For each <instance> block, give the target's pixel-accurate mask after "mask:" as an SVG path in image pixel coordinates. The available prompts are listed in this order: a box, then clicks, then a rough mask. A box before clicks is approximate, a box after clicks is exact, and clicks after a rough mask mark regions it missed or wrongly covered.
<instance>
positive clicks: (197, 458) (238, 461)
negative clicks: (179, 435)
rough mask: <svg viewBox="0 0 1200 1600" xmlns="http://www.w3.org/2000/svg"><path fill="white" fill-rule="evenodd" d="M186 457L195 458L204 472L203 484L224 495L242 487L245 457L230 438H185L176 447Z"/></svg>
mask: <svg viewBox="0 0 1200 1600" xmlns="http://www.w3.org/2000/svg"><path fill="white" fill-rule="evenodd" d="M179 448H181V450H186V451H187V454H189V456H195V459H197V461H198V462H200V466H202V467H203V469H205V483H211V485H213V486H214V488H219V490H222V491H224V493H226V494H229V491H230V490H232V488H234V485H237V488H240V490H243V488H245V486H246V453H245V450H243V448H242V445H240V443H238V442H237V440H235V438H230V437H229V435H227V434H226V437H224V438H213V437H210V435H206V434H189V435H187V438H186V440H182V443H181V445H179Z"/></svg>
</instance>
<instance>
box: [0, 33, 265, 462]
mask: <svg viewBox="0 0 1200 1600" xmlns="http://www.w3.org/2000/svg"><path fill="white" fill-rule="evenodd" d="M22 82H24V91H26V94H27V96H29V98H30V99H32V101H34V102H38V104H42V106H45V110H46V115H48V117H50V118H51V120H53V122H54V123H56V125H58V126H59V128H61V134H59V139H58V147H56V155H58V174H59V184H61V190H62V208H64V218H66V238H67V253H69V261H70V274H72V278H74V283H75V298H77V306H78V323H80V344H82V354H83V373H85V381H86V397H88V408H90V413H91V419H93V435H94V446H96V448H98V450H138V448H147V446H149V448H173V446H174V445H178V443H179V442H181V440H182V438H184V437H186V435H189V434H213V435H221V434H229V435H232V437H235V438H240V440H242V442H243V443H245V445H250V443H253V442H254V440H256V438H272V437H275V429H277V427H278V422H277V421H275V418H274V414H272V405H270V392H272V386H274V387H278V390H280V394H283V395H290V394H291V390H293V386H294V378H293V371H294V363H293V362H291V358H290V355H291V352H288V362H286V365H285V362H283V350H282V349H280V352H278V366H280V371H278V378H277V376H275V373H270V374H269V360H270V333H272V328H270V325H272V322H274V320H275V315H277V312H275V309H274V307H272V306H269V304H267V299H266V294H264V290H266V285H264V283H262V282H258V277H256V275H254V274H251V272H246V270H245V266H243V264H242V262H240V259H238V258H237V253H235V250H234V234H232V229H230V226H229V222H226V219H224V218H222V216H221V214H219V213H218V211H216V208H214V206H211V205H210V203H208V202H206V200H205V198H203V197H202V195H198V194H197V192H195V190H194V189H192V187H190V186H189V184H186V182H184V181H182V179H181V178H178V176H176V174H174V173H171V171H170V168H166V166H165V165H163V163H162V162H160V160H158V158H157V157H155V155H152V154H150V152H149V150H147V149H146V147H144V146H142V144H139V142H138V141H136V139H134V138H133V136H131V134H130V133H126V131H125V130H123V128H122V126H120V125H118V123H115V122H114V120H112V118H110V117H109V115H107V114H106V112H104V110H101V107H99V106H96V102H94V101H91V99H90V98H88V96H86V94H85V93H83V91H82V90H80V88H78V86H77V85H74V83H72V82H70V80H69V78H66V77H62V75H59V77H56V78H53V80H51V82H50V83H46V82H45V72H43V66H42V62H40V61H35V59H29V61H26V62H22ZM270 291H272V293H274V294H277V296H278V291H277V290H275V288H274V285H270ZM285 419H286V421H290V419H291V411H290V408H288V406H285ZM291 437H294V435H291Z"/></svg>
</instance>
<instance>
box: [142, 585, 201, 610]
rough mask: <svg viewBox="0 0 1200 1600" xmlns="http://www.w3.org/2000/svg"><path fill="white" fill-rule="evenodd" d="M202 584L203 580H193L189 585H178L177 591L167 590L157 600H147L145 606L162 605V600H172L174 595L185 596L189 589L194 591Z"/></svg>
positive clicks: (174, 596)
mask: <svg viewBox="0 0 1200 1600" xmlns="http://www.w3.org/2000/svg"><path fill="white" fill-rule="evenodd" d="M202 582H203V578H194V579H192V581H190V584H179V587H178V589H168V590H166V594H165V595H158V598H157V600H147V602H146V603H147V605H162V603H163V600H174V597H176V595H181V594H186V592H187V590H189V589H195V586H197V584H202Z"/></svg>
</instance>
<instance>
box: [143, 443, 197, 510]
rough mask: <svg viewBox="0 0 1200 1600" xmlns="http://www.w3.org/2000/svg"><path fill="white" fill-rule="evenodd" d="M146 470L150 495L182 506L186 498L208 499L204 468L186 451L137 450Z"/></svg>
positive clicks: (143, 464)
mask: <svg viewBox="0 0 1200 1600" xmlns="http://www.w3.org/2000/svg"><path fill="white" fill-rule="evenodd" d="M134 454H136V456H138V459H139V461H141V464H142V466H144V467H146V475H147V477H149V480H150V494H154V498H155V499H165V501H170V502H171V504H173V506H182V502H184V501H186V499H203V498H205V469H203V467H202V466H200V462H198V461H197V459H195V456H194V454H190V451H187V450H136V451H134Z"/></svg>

- _What this task involves_:
Return, word for word, the line containing "470L150 495L182 506L186" and all lines after it through the last line of the records, and nothing else.

- _Exercise output_:
rough mask: <svg viewBox="0 0 1200 1600" xmlns="http://www.w3.org/2000/svg"><path fill="white" fill-rule="evenodd" d="M146 470L150 495L182 506L186 498L208 499L204 468L186 451L137 450Z"/></svg>
positive clicks: (143, 464)
mask: <svg viewBox="0 0 1200 1600" xmlns="http://www.w3.org/2000/svg"><path fill="white" fill-rule="evenodd" d="M134 454H136V456H138V459H139V461H141V464H142V466H144V467H146V475H147V477H149V480H150V494H154V498H155V499H165V501H170V502H171V504H173V506H182V502H184V501H186V499H203V498H205V469H203V467H202V466H200V462H198V461H197V459H195V456H194V454H190V451H187V450H136V451H134Z"/></svg>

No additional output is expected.